■ **DATA FOR PROCESSING**:
[Begin]
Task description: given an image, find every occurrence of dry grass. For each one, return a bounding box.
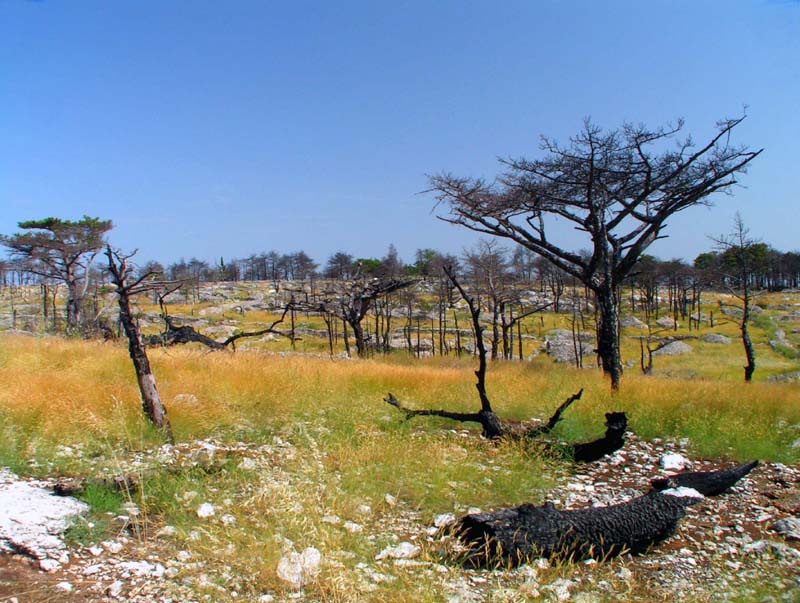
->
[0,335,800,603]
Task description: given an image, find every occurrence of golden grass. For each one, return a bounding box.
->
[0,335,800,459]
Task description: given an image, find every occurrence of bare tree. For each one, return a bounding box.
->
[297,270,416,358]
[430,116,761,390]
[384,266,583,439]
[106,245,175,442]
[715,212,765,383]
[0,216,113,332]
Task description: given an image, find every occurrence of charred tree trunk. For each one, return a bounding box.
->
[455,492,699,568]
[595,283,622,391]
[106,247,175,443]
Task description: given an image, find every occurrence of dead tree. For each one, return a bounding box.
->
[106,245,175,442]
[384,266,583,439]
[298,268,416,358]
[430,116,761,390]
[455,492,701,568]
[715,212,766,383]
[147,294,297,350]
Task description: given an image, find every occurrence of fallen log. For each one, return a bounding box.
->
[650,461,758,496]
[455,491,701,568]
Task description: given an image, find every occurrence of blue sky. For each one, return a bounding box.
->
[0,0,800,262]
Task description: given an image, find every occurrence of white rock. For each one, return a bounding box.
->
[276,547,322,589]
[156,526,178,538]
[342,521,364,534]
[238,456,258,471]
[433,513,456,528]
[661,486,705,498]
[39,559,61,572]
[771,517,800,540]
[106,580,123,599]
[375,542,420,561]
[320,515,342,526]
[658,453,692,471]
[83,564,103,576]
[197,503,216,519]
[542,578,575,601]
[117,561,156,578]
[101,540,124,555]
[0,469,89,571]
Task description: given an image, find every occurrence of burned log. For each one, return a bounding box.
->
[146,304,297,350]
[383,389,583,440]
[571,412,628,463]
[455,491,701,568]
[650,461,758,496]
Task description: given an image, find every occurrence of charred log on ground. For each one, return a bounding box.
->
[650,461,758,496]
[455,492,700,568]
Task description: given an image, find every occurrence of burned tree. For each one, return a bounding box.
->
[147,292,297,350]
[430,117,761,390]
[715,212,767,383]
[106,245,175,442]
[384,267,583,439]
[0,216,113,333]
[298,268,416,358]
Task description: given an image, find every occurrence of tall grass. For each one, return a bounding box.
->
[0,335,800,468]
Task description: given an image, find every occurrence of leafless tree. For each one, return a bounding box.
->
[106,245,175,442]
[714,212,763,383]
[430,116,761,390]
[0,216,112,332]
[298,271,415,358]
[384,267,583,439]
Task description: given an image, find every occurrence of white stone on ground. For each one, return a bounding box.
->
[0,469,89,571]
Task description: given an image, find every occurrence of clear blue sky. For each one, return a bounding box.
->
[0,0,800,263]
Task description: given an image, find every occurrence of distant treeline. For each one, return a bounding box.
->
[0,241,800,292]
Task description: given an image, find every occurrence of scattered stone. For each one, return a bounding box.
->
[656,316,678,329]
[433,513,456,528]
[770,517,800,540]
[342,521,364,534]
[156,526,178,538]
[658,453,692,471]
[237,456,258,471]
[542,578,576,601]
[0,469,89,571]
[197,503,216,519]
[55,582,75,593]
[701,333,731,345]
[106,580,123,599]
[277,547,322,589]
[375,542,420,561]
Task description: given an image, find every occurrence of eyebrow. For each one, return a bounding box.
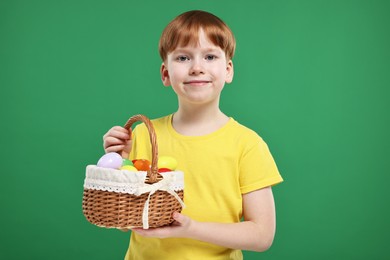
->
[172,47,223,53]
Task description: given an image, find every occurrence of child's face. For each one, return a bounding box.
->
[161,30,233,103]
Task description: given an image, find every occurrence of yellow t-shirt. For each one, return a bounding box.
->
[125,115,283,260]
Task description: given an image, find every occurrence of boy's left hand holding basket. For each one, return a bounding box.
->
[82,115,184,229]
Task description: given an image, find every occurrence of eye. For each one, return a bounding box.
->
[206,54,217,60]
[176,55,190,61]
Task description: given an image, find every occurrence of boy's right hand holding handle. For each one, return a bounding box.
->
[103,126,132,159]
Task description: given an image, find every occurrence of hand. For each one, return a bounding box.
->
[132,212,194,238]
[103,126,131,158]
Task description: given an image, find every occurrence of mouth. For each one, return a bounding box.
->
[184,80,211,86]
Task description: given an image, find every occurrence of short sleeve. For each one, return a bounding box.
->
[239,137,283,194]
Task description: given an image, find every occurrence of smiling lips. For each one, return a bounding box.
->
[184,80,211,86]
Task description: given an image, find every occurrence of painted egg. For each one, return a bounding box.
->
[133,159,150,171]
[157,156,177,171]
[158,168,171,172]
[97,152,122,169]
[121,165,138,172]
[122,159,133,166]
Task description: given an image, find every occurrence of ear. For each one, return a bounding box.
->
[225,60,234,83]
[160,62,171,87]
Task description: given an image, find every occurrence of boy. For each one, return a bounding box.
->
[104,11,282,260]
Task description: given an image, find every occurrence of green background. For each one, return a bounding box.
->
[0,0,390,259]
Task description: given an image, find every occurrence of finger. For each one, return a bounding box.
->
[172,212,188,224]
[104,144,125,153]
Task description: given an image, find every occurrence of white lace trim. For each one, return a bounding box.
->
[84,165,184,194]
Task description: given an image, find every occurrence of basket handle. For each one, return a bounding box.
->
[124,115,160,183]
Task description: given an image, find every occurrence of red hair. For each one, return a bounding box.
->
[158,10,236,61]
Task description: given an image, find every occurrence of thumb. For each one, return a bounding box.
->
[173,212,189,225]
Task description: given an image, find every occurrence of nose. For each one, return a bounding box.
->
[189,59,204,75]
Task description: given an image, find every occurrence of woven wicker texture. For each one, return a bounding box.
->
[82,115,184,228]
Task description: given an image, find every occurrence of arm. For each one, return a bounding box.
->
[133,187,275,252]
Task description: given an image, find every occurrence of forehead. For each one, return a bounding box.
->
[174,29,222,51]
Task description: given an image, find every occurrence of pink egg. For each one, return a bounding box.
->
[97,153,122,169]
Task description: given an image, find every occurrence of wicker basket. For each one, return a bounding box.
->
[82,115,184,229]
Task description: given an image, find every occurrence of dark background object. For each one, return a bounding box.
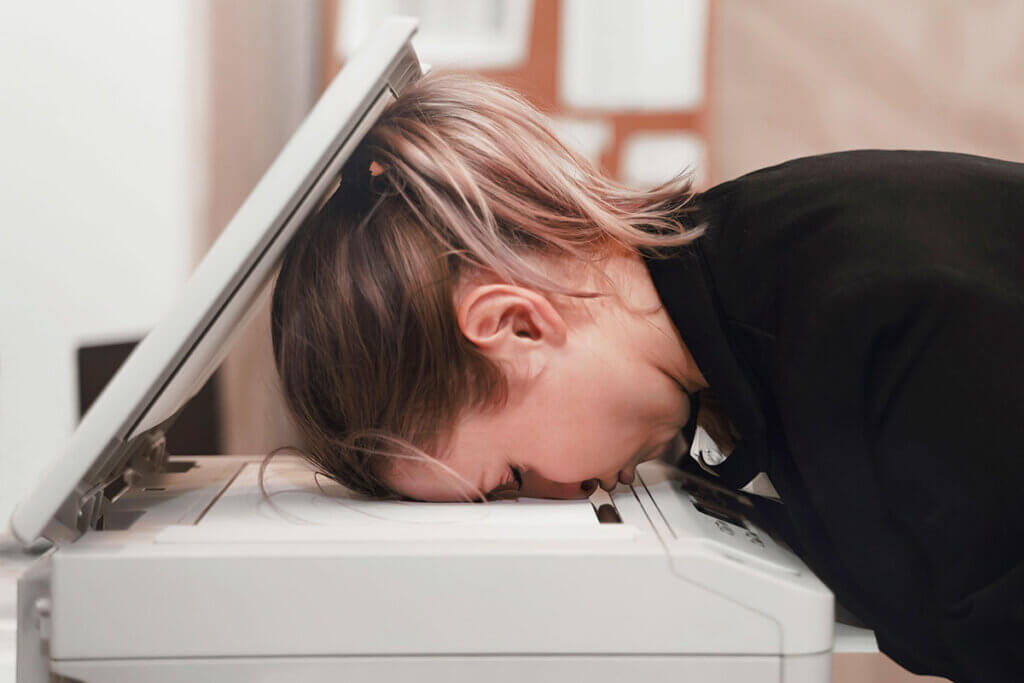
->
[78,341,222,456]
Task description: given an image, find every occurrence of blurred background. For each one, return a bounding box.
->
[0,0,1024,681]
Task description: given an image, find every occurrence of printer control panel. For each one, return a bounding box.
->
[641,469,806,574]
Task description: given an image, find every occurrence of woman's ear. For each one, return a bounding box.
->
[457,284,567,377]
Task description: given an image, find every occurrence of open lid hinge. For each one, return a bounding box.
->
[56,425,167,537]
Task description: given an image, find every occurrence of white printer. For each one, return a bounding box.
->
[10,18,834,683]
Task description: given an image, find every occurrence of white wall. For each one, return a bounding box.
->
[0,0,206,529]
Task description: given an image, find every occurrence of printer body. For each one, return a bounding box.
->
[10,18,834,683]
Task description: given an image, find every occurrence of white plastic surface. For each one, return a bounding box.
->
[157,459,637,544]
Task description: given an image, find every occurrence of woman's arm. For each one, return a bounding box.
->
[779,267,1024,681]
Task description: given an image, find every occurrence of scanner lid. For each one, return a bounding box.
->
[End]
■ **YOUR OBJECTIVE**: Pick out every line of the material that contains the word "holding".

■ **RESULT OF THIS EXERCISE**:
Task description: given an image, find every occurrence of boy's left hand holding basket. For each one, return a bounding box.
Task description: given an image, find every occurrence of boy's right hand holding handle. For each one, return a bounding box.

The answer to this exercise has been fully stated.